オゾン発生器に関する本文から、次の問いに答えよ。
1. 特許文献2の放電空間形成方法で、放電ギャップ長は結局何によって決まるか。
2. 図1は何の断面図か。
3. 放電ギャップ長dは何によって保持されるか。

__ページ本文__:
________________

また、放電電極を埋設したセラミックスによる誘電体部が対向して配置され、その間に放電空間を形成し、セル部上にはセラミックスによる保護部を積層し、セル部と保護部間に冷却水導入溝を形成することにより、放電空間の冷却を可能とし、セラミックスグリーンシートを用い、オゾン発生器のコンパクト化を提案している(例えば、特許文献2参照)。
また、放電空間を形成するために、形状保持部材を対向する誘電体部に配置し、セラミックス部を焼成した後に形状保持部材を抜き取り、放電空間を形成するという複雑な工程が必要となるという問題がある。
また、この放電空間形成方法では、結局形状保持部材の加工精度により放電ギャップ長が決定されるため、0.1mm未満の放電ギャップ長を高精度に形成することは困難であるという問題がある。
また、冷却水を多孔質・吸水性を有するセラミックス内を流通させているため、冷却水の流出、滲み出しにより、原料ガスのガス露点上昇によるオゾン発生特性の低下、また高電圧機器に対する安全上の問題がある。
図1は、この発明の実施の形態1に係わるオゾン発生器の電極部の断面図である。
この発明の実施の形態1に係わるオゾン発生器の電極部1は、図1に示すように、一対として扱われ、互いに所定の距離だけ離間する接地電極2および高圧電極3、接地電極2と高圧電極3の相対する面に配設される誘電板4、5を有し、平行平板型の構造である。そして、誘電板4、5の相対する面は、所定の空隙長dだけ離れており、この空隙長dを放電ギャップ長、この放電ギャップ長を有する空間を放電空間6と称す。この放電ギャップ長dは、放電空間6内に形成されたスペーサ7により保持される。

________________

__提供データ__:
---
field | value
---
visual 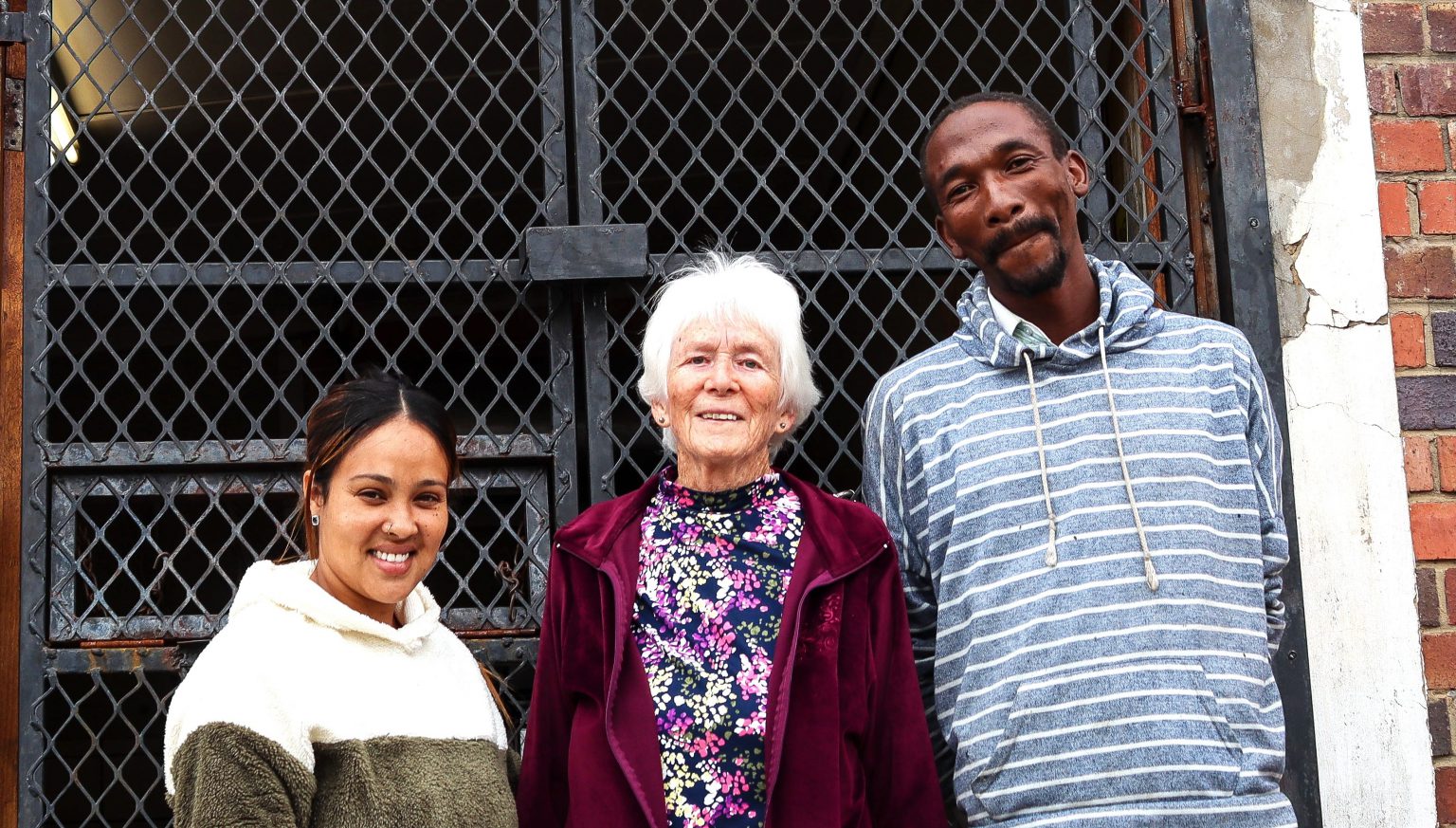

________________

__解答例__:
1. 形状保持部材の加工精度
2. この発明の実施の形態1に係わるオゾン発生器の電極部
3. 放電空間6内に形成されたスペーサ7